Image-grounded pointing data
- - -
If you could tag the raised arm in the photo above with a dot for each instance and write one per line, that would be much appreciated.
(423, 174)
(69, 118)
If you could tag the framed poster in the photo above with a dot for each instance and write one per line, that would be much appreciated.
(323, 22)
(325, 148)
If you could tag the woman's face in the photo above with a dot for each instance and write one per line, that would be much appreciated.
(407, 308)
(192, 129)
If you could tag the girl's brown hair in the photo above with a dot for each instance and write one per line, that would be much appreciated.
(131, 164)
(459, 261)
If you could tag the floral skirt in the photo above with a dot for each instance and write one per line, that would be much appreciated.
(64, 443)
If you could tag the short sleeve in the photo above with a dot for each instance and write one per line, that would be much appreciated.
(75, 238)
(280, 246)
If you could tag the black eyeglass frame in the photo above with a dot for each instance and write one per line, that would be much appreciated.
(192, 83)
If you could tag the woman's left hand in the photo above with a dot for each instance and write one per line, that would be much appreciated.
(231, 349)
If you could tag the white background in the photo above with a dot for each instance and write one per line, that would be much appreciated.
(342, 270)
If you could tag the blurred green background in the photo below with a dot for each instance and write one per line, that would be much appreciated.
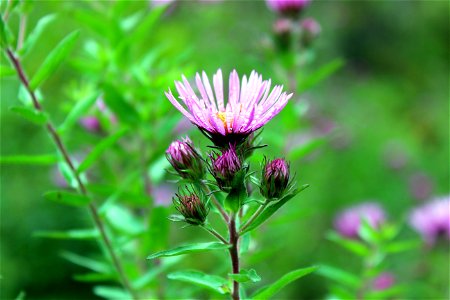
(387, 106)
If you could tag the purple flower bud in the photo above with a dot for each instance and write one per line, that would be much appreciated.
(310, 31)
(383, 281)
(275, 178)
(185, 159)
(90, 123)
(432, 219)
(348, 222)
(224, 167)
(191, 206)
(290, 8)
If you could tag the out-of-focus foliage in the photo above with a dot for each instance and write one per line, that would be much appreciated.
(376, 129)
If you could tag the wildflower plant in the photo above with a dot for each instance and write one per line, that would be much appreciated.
(365, 232)
(230, 124)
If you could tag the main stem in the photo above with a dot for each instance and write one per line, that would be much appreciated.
(82, 188)
(234, 254)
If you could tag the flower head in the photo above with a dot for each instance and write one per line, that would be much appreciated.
(249, 105)
(191, 206)
(224, 167)
(275, 178)
(432, 219)
(349, 221)
(185, 159)
(288, 7)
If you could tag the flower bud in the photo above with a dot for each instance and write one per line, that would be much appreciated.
(90, 123)
(310, 31)
(191, 206)
(185, 159)
(275, 178)
(291, 8)
(224, 167)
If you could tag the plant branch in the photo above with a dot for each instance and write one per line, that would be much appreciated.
(253, 217)
(214, 233)
(234, 254)
(82, 189)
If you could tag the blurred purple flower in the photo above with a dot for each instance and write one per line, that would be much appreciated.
(288, 7)
(249, 107)
(383, 281)
(90, 123)
(348, 222)
(432, 219)
(162, 194)
(420, 186)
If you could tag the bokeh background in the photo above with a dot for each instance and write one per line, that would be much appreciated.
(376, 129)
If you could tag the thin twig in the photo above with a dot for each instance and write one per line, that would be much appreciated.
(214, 233)
(253, 217)
(82, 189)
(234, 254)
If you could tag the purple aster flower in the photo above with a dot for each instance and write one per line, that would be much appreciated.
(185, 160)
(90, 123)
(348, 222)
(383, 281)
(224, 167)
(275, 178)
(249, 105)
(288, 7)
(432, 219)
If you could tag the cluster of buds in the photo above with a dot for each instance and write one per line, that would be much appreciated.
(185, 159)
(275, 179)
(191, 206)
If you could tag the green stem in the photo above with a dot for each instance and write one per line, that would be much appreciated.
(214, 233)
(253, 217)
(81, 187)
(234, 254)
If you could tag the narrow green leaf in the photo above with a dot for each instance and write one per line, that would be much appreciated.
(46, 159)
(111, 292)
(402, 246)
(245, 276)
(121, 108)
(270, 290)
(351, 245)
(215, 283)
(320, 74)
(54, 59)
(89, 263)
(80, 108)
(67, 198)
(99, 149)
(272, 208)
(339, 276)
(33, 37)
(30, 114)
(191, 248)
(21, 296)
(6, 71)
(93, 277)
(75, 234)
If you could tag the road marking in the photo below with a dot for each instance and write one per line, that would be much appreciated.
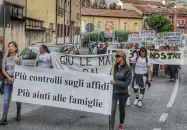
(157, 129)
(173, 96)
(163, 117)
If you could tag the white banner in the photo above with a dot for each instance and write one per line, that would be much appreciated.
(101, 64)
(135, 36)
(172, 38)
(168, 58)
(147, 34)
(60, 88)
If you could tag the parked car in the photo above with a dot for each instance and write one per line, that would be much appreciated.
(30, 53)
(70, 49)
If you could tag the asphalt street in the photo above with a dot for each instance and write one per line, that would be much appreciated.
(145, 118)
(154, 115)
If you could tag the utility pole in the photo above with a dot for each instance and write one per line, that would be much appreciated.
(4, 22)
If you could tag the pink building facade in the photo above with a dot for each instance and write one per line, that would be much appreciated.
(180, 21)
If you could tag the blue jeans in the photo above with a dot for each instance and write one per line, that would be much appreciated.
(7, 96)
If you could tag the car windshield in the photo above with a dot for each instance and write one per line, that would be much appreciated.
(32, 52)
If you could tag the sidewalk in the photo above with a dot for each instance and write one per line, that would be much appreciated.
(12, 110)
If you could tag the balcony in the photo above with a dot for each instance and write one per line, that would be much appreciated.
(181, 25)
(60, 11)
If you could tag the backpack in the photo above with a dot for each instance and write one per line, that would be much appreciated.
(145, 59)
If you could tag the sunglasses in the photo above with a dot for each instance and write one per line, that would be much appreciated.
(117, 56)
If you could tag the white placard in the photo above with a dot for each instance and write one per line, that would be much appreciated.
(83, 63)
(147, 34)
(65, 89)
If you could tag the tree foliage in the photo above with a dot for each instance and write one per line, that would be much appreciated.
(99, 4)
(115, 6)
(159, 23)
(86, 3)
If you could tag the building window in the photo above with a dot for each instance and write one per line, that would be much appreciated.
(68, 33)
(16, 11)
(62, 30)
(125, 26)
(181, 21)
(68, 6)
(99, 25)
(62, 3)
(51, 26)
(58, 2)
(135, 27)
(65, 30)
(32, 24)
(181, 31)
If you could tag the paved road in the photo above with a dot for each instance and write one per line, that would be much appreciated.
(146, 118)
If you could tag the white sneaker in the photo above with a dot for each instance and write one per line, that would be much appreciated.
(136, 102)
(140, 103)
(128, 102)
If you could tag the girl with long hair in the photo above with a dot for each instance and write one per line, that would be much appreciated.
(9, 61)
(43, 59)
(142, 75)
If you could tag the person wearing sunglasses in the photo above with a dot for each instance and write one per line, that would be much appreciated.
(122, 77)
(142, 75)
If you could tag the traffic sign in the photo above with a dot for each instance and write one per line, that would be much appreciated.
(89, 27)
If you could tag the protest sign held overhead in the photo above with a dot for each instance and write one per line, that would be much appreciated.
(83, 63)
(172, 38)
(147, 35)
(64, 89)
(167, 58)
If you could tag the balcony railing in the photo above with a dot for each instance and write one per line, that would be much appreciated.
(60, 11)
(181, 25)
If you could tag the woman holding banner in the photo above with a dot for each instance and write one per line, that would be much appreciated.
(8, 64)
(142, 75)
(173, 69)
(43, 59)
(122, 79)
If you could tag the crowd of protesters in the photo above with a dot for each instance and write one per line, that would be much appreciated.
(139, 72)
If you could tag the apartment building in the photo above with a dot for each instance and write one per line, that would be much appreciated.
(68, 21)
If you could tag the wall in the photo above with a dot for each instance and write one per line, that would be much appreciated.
(119, 22)
(127, 6)
(44, 10)
(16, 33)
(18, 2)
(176, 17)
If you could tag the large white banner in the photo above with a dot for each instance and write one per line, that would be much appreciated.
(172, 38)
(101, 64)
(60, 88)
(167, 58)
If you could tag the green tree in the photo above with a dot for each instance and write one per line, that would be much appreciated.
(159, 23)
(86, 3)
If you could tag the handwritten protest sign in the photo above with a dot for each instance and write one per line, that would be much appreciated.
(168, 58)
(64, 89)
(172, 38)
(101, 64)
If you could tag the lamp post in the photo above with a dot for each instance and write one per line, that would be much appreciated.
(4, 23)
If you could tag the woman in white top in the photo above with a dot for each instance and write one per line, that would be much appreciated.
(142, 75)
(43, 59)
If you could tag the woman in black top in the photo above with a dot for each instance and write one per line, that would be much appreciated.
(121, 80)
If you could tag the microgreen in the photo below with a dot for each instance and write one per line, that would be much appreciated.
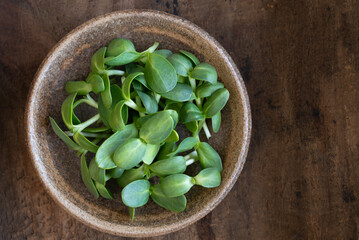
(140, 98)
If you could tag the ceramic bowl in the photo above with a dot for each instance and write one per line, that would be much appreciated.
(59, 167)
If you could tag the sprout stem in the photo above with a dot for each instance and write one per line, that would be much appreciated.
(86, 134)
(114, 72)
(84, 125)
(206, 130)
(190, 161)
(193, 155)
(132, 105)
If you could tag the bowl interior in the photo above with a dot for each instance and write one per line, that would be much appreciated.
(59, 167)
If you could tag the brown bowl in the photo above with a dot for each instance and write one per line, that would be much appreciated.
(59, 167)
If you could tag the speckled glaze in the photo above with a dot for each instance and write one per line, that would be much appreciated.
(59, 167)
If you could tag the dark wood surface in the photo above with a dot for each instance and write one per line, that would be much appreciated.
(300, 63)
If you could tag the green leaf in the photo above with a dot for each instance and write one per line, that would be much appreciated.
(106, 94)
(81, 87)
(215, 102)
(208, 178)
(185, 145)
(97, 83)
(169, 166)
(216, 121)
(190, 56)
(164, 52)
(173, 137)
(190, 112)
(117, 117)
(86, 178)
(108, 147)
(206, 89)
(176, 185)
(126, 86)
(67, 111)
(84, 142)
(156, 129)
(160, 74)
(165, 150)
(181, 93)
(118, 46)
(151, 152)
(208, 157)
(115, 172)
(71, 144)
(181, 64)
(105, 113)
(97, 61)
(104, 192)
(148, 101)
(205, 72)
(131, 175)
(96, 173)
(129, 153)
(174, 204)
(136, 194)
(192, 126)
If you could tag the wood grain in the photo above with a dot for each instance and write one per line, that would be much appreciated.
(300, 62)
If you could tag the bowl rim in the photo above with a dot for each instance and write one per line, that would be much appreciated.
(118, 229)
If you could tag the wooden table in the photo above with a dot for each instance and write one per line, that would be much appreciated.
(300, 63)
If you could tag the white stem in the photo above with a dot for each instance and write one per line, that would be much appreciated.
(86, 134)
(191, 155)
(132, 105)
(114, 72)
(157, 97)
(206, 130)
(84, 125)
(190, 161)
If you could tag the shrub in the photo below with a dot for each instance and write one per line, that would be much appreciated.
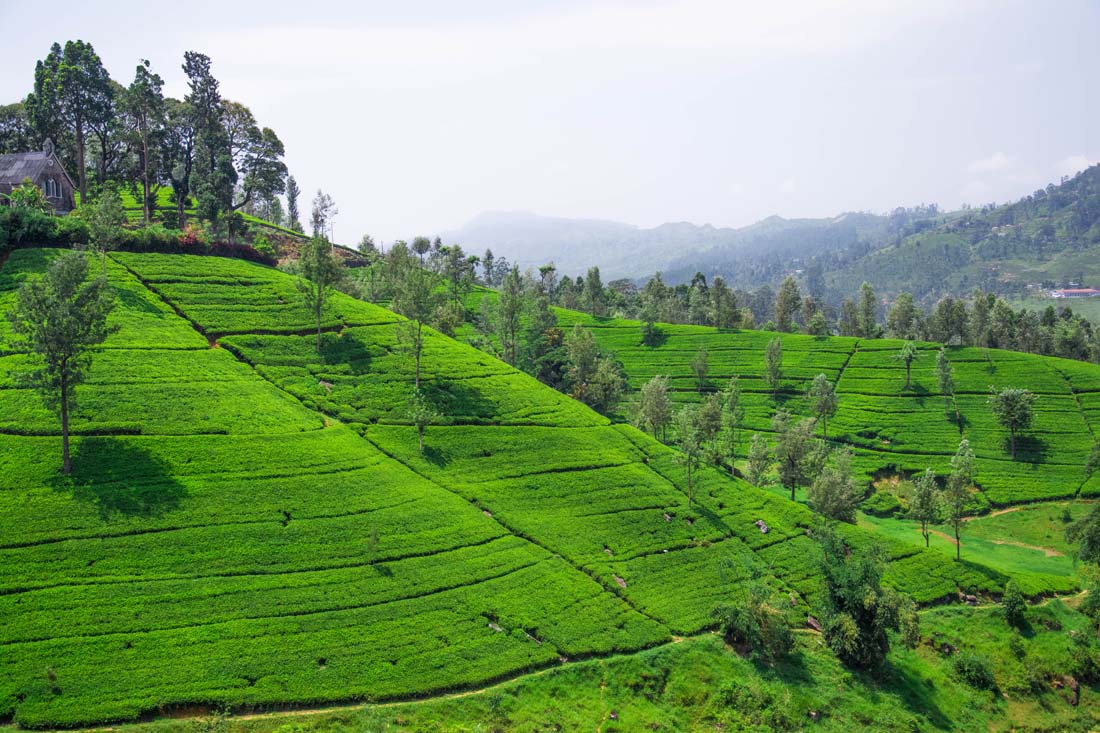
(881, 503)
(975, 669)
(1013, 604)
(72, 230)
(262, 244)
(755, 623)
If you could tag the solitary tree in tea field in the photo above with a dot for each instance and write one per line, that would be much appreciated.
(823, 401)
(908, 354)
(773, 364)
(417, 298)
(958, 491)
(1013, 409)
(421, 414)
(320, 271)
(59, 317)
(924, 505)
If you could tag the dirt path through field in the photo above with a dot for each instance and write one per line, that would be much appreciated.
(997, 513)
(1046, 550)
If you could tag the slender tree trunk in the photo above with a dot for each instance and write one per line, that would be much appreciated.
(66, 463)
(144, 175)
(419, 345)
(317, 314)
(81, 173)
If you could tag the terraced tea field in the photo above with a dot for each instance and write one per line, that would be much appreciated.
(891, 428)
(250, 522)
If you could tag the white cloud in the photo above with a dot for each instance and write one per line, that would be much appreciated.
(996, 163)
(1074, 164)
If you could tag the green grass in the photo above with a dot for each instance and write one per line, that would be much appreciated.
(699, 685)
(218, 542)
(250, 524)
(890, 427)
- - -
[EXERCISE]:
Would you repeat, exactly and with nothing added, every line from the line containing "If you could tag the green grass" through the last line of the records above?

[TASK OUTPUT]:
If you could tag the green grass in the photo above with a dot for each instance and write one per line, that would be much appreciated.
(699, 685)
(218, 542)
(250, 524)
(890, 427)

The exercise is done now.